Rust DataFrame Alternatives to Polars: Meet Elusion v4.0.0

The Rust ecosystem has seen tremendous growth in data processing libraries, with Polars leading the charge as a blazingly fast DataFrame library.
However, a new contender has emerged that takes a fundamentally different approach to data engineering and analysis: Elusion.
While Polars focuses on pure performance and memory efficiency with its Apache Arrow-based columnar engine, Elusion positions itself as equaly dedicated for performance and memory efficiency, also with Appache Arrow and DataFusion, as well as a comprehensive data engineering platform that prioritizes flexibility, ease of use, and integration capabilities alongside high performance.
Architecture Philosophy: Different Approaches to the Same Goals
Polars: Performance-First Design
Polars is written from scratch in Rust, designed close to the machine and without external dependencies. It's based on Apache Arrow's memory model, providing very cache efficient columnar data structures and focuses on:
Ultra-fast query execution with SIMD optimizations Memory-efficient columnar processing Lazy evaluation with query optimization Streaming for out-of-core processing
Elusion: Flexibility-First Design
Elusion takes a different approach, prioritizing developer experience and integration capabilities:
- Core Philosophy: "Elusion wants you to be you!"

**TASK PROMPT**
List every point that the article on Elusion and Polars gives as a focus of Polars's performance-first design. The rows are not needed for any of the work here.

(Rows from a collection)
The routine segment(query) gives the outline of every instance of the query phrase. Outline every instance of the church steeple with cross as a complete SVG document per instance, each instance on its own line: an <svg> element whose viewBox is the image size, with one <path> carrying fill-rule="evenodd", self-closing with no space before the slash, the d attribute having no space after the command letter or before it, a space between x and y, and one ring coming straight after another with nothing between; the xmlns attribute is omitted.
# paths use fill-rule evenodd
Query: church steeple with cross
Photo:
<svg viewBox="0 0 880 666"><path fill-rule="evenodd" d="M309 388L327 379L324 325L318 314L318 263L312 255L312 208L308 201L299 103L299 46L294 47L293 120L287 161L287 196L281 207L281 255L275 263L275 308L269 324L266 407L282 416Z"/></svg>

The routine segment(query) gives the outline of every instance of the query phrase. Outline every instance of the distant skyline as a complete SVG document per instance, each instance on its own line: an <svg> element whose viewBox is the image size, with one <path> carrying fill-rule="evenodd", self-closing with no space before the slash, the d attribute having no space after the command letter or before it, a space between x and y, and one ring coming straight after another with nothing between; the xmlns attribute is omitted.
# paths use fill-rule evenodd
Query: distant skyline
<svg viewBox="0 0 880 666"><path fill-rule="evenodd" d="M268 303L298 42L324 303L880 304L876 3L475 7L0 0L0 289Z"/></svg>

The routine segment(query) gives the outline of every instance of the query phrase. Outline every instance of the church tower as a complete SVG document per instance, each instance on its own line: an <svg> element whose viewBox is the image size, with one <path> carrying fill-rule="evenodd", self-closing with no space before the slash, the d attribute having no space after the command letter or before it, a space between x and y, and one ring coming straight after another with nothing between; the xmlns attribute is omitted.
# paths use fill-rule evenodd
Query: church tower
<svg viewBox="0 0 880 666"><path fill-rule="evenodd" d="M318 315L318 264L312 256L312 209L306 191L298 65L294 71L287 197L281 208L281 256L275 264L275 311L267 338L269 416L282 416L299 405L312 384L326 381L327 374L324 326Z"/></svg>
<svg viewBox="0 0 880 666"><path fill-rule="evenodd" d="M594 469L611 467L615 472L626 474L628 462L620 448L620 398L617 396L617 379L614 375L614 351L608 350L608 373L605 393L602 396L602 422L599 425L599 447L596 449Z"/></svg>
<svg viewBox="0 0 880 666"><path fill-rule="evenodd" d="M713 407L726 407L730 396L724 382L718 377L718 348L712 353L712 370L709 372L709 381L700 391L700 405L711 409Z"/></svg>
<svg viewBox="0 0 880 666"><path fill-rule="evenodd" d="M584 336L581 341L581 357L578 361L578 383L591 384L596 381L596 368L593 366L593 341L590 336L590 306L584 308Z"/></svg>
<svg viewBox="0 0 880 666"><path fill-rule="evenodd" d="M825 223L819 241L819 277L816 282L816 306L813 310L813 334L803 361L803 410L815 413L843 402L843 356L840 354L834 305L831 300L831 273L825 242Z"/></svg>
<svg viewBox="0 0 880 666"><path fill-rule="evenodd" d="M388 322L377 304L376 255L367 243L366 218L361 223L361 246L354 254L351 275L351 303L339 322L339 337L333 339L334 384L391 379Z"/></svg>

**ANSWER TO THE EXERCISE**
- Ultra-fast query execution with SIMD optimizations
- Memory-efficient columnar processing
- Lazy evaluation with query optimization
- Streaming for out-of-core processing